■ Input material:
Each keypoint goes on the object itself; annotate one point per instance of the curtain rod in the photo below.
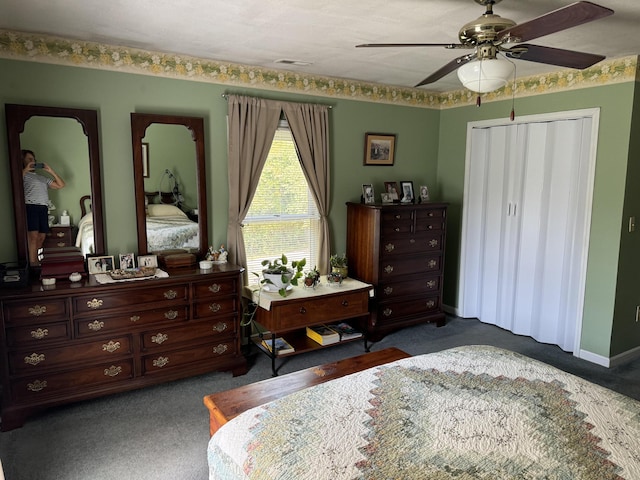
(226, 96)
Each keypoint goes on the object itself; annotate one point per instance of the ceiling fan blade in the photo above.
(554, 56)
(555, 21)
(445, 45)
(448, 68)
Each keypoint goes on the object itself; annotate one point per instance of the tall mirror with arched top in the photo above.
(170, 186)
(65, 139)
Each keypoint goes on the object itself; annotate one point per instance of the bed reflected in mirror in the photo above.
(168, 156)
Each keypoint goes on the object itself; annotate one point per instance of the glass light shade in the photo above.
(485, 75)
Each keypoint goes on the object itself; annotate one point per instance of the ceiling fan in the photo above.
(491, 34)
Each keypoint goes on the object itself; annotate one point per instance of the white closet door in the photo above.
(524, 228)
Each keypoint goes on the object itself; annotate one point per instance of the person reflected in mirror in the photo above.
(36, 197)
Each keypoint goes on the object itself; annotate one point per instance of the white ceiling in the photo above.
(259, 32)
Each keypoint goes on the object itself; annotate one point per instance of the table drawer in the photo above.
(167, 361)
(205, 331)
(130, 298)
(216, 307)
(34, 388)
(310, 311)
(36, 359)
(215, 287)
(39, 310)
(38, 334)
(173, 314)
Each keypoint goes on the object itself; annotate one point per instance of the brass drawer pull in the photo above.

■ Task goal: Repeat the records word for word. Leave out whatever pictures they hold.

■ Response to the exercise:
Each keypoint goes on the object itself; annotate one point per instance of the curtain rod in the photo below.
(226, 96)
Each keypoint goes on the object itself; annotate one point per instance of the ceiling fan blade in the photo above.
(554, 56)
(555, 21)
(445, 45)
(448, 68)
Each keypoint goes on the object itself; annotate one point per instance of the tall mirror with arched top in the photo above.
(170, 186)
(65, 139)
Each keypoint goes on the object itself; annotate one point per instance of the bed reflected in mirror in the photo above.
(168, 156)
Each keypoint goes on the object itself; annotate one point per instance of the glass light shade in the photo above.
(485, 75)
Each keypoint goes on the object itself; annotate one point per instance of the ceiling fan in the photo above.
(491, 34)
Each keypoint goes on the object itself; annotate one point per instance of the white closet door in the photo above.
(524, 228)
Each keypoint goes on the object itself; annotate one point per instance of the person reflected in mirror in the photo above.
(36, 197)
Each keypoint goes on the object itself; annotate one point per instance of the white ceiling in the photo above.
(259, 32)
Each keypoint goes on the object itself; annotate one point per instance of the table drawer in the photo above.
(167, 361)
(205, 331)
(130, 298)
(216, 307)
(34, 388)
(310, 311)
(36, 359)
(215, 287)
(39, 310)
(38, 334)
(173, 314)
Each keypoint goes on the object itself; annotate one point per instance of the brass drawer pull in the photo above.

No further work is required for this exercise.